# [Page text]
++++++

Socialism appears as the offspring of Individualism, as the outcome of individualist struggle, and as the necessary condition for the approach to the individualist ideal. The opposition commonly assumed in contrasting the two is an accident of the now habitual confusion between personality and personalty, between a man’s life and the abundance of things that he has. Socialism is merely Individualism rationalized, organized, clothed, and in its right mind. Socialism is taking form in advanced societies and the social revolution must be brought to its formal accomplishment through the conscious action of innumerable individuals seeking an avenue to rational and pleasant existence for themselves and for those whose happiness and freedom they desire as they do their own. All conscious action, all conscious modification of conditions, is inspired by the desire of such personal relief, satisfaction, or expression, by the attempt to escape from some physical or intellectual distress. “Subjective volition, passion it is,” says Hegel, “that sets men in activity: men will not interest themselves for anything unless they find their individuality gratified by its attainment.” This common end, this desire of personal relief or satisfaction, we see throughout recorded or indicated history impelling every living creature on the earth; merging itself, as we trace it backwards, in the mere apparent will to live of organisms not recognized as conscious, and in the indestructible energy of the inorganic. The field of activity thus conceived presents a panorama of somewhat large extent; but a very small division of it is all that we shall have to do with. For morality, whatever be its nature and basis, certainly does not become recognizable to us, we cannot attribute the quality of rightness or wrongness, until the formation of society has begun, until individuals are in conscious relation with individuals other than themselves.

++++++

Carry on the passage on socialism and individualism from its last sentence.

++++++

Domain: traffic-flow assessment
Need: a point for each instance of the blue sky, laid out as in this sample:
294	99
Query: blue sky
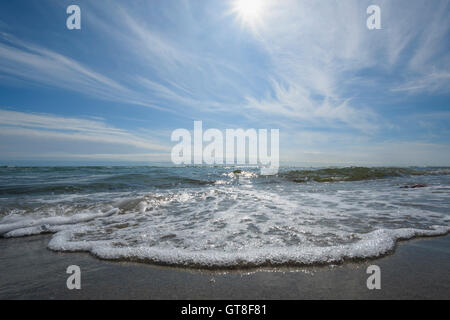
137	70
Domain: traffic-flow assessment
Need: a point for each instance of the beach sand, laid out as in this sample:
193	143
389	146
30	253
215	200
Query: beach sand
419	269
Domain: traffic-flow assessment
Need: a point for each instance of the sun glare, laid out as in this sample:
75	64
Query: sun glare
248	11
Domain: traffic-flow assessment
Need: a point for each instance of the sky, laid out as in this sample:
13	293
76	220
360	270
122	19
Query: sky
114	91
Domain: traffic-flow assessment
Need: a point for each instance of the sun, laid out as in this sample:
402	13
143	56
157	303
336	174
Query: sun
248	11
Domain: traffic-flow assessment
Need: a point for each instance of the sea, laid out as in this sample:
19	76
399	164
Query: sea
225	217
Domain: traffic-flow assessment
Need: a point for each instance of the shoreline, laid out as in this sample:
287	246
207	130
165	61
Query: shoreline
416	269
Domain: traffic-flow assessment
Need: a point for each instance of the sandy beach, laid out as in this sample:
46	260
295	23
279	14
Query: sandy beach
28	270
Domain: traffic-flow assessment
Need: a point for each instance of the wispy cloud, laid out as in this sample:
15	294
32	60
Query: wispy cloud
52	135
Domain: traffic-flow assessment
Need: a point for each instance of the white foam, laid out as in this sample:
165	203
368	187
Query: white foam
371	245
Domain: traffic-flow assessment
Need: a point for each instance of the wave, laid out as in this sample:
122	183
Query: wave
350	174
372	245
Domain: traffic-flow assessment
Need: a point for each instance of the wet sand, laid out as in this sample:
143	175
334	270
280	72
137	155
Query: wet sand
419	269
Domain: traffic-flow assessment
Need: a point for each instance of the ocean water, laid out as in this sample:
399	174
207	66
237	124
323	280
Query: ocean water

++++++

# [The result]
If we could imagine an individual absolutely isolated, and having no relation at all with other sentient beings, we could not say that it was moral or immoral for him to eat, drink, sleep, breathe, wash himself, take exercise, cough, sneeze, and the like, just as much or as little, when or where he felt inclined. His conduct in these activities must appear to us absolutely indifferent. We may have some vague reflected suppositions as to what is necessary for the dignity and development of the man’s “self,” as we might call it; but this is a matter about which the man may pretend to know as much as we do; and we have really no valid ground for prejudice against the habits of the recluse Indian fakir, who has, on the other hand, considerable claims to be regarded as a peculiarly holy individual. But of every man living in society we can say, that if he starves himself into inefficiency; if he gorges or fuddles himself; if he sleeps unseasonably; if he abstains from the fresh air, the cleanliness, and the exercise, necessary to keep his body healthy and his presence pleasant; if he destroys his powers by over-work; then he is acting wrongly, immorally, unreasonably, in extreme cases insanely. (Insanity is only the name we give to abnormal deviation from what are accepted as reasonable and intelligible desires and behavior.) And if this is the case with actions of the kind loosely described as self-regarding, with those which most nearly concern the agent’s own person, much more is it so with the kind of actions which necessarily and invariably affect other persons. Those relations of the individual with his fellows in which subjective morality is chiefly recognized, have no existence at all apart from society. Subjective morality, then, being only distinguishable in the State, the extent of our panorama is already much diminished; for in every gentile or national society, and to some degree in the World-State of to-day, we find the individualist activity, the desire and passion of the human unit, very largely exercising itself in accordance with what we call a moral habit. Innumerable types of society have been formed in the process of life-development. In the oldest of these we recognize the elements of a conventional morality, similar to that by which our own human society is held together. We consider the ways of the ant; and we see that they are wise.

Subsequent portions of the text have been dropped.